Text provided:
Stay or Evacuate? The 80-Point Decision Matrix
The two most dangerous phrases in a crisis: "we will leave later" and "home is safest." This scoring system removes emotion from the most critical decision of the first 24 hours.
The Two Most Dangerous Phrases
"We'll stay for now. If things get really bad, we'll leave then."
"It's safer at home. There's no need to go anywhere."
Both phrases share one structure: postponement. And postponing a decision in a collapse is itself a decision — with documented consequences. In Mariupol in 2022, those who evacuated in the first 3 days got out on open roads. Those who waited 10 days found the city encircled. The decision to stay or go must be made while you still have a real choice.
The Four Blocks (80 Points Total)

Record excerpts:
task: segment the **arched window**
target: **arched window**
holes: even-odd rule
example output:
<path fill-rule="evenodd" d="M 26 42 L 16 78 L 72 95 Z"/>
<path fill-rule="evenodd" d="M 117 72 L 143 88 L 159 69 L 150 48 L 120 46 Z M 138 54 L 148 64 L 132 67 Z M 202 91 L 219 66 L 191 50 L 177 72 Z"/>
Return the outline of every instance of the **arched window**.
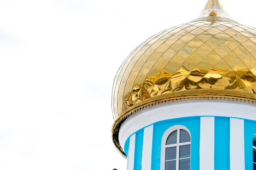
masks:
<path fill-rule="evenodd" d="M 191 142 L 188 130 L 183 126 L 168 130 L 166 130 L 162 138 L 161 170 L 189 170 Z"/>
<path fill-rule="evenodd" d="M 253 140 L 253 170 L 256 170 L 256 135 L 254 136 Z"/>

Task details:
Answer these questions from the stay-or-evacuate text:
1. How many points does the decision matrix total?
2. What structure do the two most dangerous phrases share?
3. What did people in Mariupol in 2022 who waited 10 days find?

Written answer:
1. 80 points.
2. Postponement.
3. The city encircled.